Reproduce all of the material below, substituting "teeth" for every occurrence of "white teeth" and keeping everything else unchanged.

• MATERIAL TO PROCESS
Start

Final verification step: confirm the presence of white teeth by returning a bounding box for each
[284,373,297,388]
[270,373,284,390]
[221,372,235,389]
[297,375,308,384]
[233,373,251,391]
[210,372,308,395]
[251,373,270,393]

End

• WRITTEN RESPONSE
Final verification step: confirm the presence of teeth by returning a bounding box for each
[284,373,297,388]
[270,373,284,390]
[221,372,235,389]
[297,375,308,384]
[233,373,251,391]
[210,372,308,395]
[251,373,270,393]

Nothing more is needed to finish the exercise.